— Begin Reading passage —

Revised July 2007
WHY AND WHAT INSURANCE IS NECESSARY FOR THE CONSTRUCTION INDUSTRY
Attitudes to insurance vary. Some believe it to be a 'necessary evil'. Others have a strong belief in the protection of their business, which insurance affords. Very few understand it. This is not surprising. An insurance policy is a legal contract which must be expressed in relatively complex legal terms. It is a promise to provide compensation for something which may never happen. However, in the construction industry everyone is aware that accidents can and do happen. Any contractor, without adequate insurance, risks the success of his business. Independent and expert advice is essential. Insurance brokers should be regarded in the same light and with the same degree of importance as a contractor's other professional advisers. Insurance should be regarded as vital to the continued operation of the business. Very few companies and proprietors in the building trade have sufficient capital to meet adversity from their own resources. Whilst risk is inevitable in every business, properly arranged insurance can remove or reduce many of the risks for a small cost compared to the potential liabilities.
This information sheet seeks to provide a basic understanding of the major insurances required in the construction industry.
1. Public Liability. If you injure a member of the public or an independent sub-contractor during the pursuit of your business or accidentally damage surrounding or third party property, the public liability policy will step in to meet claims for compensation made against you. Furthermore it meets all legal costs in connection with settlement or defence of such claims.
Premiums will be based on the type of work undertaken, the size
of the firm and its claims record. Many 'employers' will not
allow a 'contractor' on site until it has been established that
Public Liability cover operates. It is important that an
adequate indemnity limit be arranged. £1 million is the
absolute minimum but £5 million is now considered normal.
2. Employers Liability. This insurance provides cover for claims made against firms by their employees.
At present there is much debate on the changes within this category of insurance regarding the implementation of a limit, where previously Insurers were providing an unlimited indemnity.

— End Reading passage —
— Begin Excerpted records —

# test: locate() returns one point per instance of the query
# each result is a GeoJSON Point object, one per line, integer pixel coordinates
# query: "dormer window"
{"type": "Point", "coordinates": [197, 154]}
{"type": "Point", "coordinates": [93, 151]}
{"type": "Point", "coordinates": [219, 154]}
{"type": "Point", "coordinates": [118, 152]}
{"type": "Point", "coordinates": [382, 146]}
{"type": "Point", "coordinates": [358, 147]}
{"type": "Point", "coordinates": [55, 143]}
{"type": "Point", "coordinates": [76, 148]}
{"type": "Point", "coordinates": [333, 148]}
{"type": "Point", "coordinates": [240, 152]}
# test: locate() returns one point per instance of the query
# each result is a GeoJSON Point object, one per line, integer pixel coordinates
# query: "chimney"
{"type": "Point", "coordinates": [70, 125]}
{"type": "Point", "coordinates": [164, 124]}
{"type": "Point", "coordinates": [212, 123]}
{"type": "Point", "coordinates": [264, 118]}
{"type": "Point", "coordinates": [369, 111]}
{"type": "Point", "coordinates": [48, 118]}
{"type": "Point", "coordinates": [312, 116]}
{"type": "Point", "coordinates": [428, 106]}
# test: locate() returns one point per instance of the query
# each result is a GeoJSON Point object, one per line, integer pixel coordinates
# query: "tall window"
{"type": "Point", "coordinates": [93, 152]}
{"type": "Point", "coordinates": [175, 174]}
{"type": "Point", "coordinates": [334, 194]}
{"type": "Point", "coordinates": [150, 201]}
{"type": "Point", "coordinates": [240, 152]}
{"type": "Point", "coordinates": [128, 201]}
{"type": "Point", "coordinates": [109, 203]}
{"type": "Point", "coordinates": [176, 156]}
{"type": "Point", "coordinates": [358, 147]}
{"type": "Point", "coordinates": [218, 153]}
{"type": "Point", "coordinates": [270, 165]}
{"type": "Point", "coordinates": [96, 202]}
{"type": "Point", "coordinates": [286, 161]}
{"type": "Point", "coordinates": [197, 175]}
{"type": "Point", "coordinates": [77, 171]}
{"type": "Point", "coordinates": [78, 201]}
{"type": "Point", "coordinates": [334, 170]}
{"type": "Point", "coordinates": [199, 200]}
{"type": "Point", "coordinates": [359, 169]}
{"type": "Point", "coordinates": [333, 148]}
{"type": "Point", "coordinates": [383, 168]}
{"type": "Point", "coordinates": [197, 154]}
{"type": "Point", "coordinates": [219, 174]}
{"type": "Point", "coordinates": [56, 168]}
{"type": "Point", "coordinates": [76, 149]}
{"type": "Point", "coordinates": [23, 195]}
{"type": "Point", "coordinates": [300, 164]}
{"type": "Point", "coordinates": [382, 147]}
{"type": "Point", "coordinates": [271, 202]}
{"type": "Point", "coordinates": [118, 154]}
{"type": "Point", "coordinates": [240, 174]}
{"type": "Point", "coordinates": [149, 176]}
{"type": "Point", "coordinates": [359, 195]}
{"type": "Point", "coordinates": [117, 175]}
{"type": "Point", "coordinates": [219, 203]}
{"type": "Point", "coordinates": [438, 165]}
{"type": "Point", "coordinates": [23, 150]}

— End Excerpted records —

(Exercise brief):
Reproduce the insurance information sheet from "1. Public Liability." up to and including "of such claims.". Work only from the insurance information sheet and not from the material.

(Answer):
1. Public Liability. If you injure a member of the public or an independent sub-contractor during the pursuit of your business or accidentally damage surrounding or third party property, the public liability policy will step in to meet claims for compensation made against you. Furthermore it meets all legal costs in connection with settlement or defence of such claims.